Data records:
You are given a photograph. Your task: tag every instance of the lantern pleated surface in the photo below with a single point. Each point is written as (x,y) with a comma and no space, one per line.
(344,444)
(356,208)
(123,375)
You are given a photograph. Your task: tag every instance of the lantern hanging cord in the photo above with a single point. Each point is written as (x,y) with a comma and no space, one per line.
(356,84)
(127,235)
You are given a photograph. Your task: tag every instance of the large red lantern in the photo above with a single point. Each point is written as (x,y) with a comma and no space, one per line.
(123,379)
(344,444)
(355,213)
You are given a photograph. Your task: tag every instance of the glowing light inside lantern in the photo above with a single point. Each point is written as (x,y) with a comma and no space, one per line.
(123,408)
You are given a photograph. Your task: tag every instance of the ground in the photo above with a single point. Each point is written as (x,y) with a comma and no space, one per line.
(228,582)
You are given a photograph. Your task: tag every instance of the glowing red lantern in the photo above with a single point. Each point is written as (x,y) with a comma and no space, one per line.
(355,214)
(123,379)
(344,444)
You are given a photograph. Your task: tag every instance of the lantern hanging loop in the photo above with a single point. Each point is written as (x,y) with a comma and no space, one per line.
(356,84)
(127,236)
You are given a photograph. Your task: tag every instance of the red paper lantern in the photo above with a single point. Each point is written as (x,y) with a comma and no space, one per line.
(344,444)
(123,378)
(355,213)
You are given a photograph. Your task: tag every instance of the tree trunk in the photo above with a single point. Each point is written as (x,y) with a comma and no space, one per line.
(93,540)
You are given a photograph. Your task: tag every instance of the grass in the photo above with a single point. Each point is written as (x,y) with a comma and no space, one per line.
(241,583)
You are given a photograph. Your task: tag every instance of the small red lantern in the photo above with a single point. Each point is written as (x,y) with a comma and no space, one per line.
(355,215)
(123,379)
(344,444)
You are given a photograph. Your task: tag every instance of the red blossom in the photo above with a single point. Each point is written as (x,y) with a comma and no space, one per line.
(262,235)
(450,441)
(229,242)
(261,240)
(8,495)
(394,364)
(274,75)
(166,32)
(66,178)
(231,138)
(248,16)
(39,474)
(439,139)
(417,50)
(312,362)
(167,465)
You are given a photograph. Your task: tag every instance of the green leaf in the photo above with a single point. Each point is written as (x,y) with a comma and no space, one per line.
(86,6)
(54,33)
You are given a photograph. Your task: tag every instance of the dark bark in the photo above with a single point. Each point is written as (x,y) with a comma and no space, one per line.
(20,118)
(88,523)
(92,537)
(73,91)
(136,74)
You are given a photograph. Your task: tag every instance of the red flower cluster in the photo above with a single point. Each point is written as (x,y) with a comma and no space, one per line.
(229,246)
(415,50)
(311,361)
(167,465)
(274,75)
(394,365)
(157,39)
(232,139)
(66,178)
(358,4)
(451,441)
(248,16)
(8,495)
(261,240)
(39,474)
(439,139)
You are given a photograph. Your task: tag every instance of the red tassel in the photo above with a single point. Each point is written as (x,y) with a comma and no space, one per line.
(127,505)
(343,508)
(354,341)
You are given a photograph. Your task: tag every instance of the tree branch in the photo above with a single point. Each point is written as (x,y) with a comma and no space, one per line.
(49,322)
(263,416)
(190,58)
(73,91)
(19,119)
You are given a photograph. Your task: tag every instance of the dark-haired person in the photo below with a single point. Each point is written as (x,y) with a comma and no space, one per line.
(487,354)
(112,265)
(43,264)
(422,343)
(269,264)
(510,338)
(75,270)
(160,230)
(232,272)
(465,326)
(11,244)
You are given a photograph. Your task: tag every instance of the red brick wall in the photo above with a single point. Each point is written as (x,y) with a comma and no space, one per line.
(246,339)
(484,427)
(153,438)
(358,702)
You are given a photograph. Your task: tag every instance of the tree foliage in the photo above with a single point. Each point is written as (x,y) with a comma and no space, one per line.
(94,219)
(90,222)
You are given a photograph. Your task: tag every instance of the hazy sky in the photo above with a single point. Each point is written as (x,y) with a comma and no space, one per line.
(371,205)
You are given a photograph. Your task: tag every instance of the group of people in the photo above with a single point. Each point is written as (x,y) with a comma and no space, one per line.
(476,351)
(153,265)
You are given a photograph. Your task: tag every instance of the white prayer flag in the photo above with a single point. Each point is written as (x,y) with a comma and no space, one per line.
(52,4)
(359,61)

**EXERCISE INSTRUCTIONS:** Reproduce the entries exactly, each one as given.

**TASK ANSWER:**
You are given a photograph. Your task: tag every instance of the lantern pleated surface in the photo below with a single point. Each point is written as (x,y) with a comma and no space, one per line.
(344,444)
(356,208)
(123,375)
You are given a photograph. Your task: tag every instance of the lantern hanging cord in the photo above with a single point. Each point is written as (x,y) with a comma and no space, one per line.
(356,84)
(127,235)
You are given a photograph. Your task: tag every instance of the large red lantern in the photo above with a single point. Each point is written as (x,y) with a comma and no space, one per line.
(123,379)
(344,444)
(355,213)
You are given a photograph. Your task: tag every instance of the glowing light inside lantern in the photo above with a single point. Each point is written as (x,y) with a comma and no space, one per line.
(123,408)
You are given a photograph. Your task: tag every instance of the ground in the photo above with a single point. Each point is written as (x,y) with a comma and no space, one per line.
(228,582)
You are given a photograph. Your task: tag every instance of the glowing red lantern in the photo above with a single point. Each point is written as (x,y) with a comma and no space, one per line.
(355,214)
(123,379)
(344,444)
You are given a photograph. Your task: tag every instance of the lantern hanging loop in the photo above with a single point. Each point is written as (x,y) with a comma and no space, one per line.
(356,84)
(127,236)
You are given a photograph. Your task: tag every instance of the red paper lantern in the photo above with a single point. Each point is written as (x,y) with a comma and no space, one per line.
(344,444)
(123,378)
(355,213)
You are given a photograph. Your task: tag every instance of the tree trunk in the photo above with a single point. Each point is written as (x,y) with a comma and no space, one per line.
(93,540)
You are given a photograph. Your task: tag every instance of the grass in the photo above with a single point. Each point is written as (x,y) with a comma and no space, one per line.
(241,583)
You are given a photograph. Your task: tag every instance of the small red lantern in the photo above with a single point. Each point is written as (x,y) with a comma and no space, one per line.
(355,215)
(123,379)
(344,444)
You are given a photograph. Your task: tag every instance of the red blossom in the photo above with a single point. Each point is written as (x,y) with a comma and no space, one per line.
(262,235)
(450,441)
(229,242)
(261,240)
(8,495)
(394,364)
(274,75)
(166,32)
(66,178)
(231,138)
(248,16)
(39,474)
(439,139)
(417,50)
(312,362)
(167,465)
You are given a photograph. Your task: tag every instance of the green leaf in the photo above with a single point. Each point is written as (x,y) with a comma and no space, one per line.
(86,6)
(54,33)
You are given a photograph. Your task: tag every instance of the dark bark in the photo above with a single point. Each point is written as (x,y) with a comma and no space, one per line.
(20,118)
(88,523)
(92,537)
(73,91)
(136,74)
You are given a photograph. Your task: tag every instance of the red flower cluster in the photo above with a single point. Each point is written as (x,y) with a comma and no space, one per line.
(229,246)
(415,50)
(311,361)
(167,465)
(274,75)
(394,365)
(157,39)
(232,139)
(66,178)
(358,4)
(451,441)
(248,16)
(8,495)
(261,240)
(39,474)
(439,139)
You are given a photograph. Your task: tag every instance of the red tassel in the photo above with a single point. Each point is written as (x,y) with a comma and no space, one per line.
(127,505)
(343,508)
(354,341)
You are given a photograph. Your task: tag every instance of the tree branch in the photo above with a single point. Each point is written as (x,y) with a comma and no space, one per line.
(49,322)
(263,416)
(190,58)
(73,91)
(19,119)
You are given a photograph. Your task: tag every instance of the dark-haired person in the photo below with a single point. Each point is written as (x,y) with a comma and no space, one per line.
(487,354)
(112,265)
(43,264)
(422,343)
(269,264)
(510,338)
(75,270)
(160,230)
(232,272)
(465,326)
(11,244)
You are given a photograph. Your task: tag every instance of the red brick wall in the photo above with a single point. Each point is written as (x,y) with a comma and no space, one per line.
(246,339)
(484,427)
(153,438)
(358,702)
You are given a photograph. Your task: tag every instance of the tree foliage in the photo above with a single point. Each point is written as (x,y) with a comma and no space, one per line.
(94,219)
(90,222)
You are given a photograph. Your task: tag every instance of the hazy sky in the photo above with a single point. Each point is written as (x,y) with a comma and no space, one per line.
(371,205)
You are given a photograph. Your task: tag every instance of the group of people in the photo above with a single point. Each point is written as (x,y) with a comma and no space, one per line.
(476,351)
(153,265)
You are given a photograph. Your task: tag every instance of the white prayer flag in the photo above with a single point. Each point is written as (x,y) with a comma and no space, one per line.
(52,4)
(359,61)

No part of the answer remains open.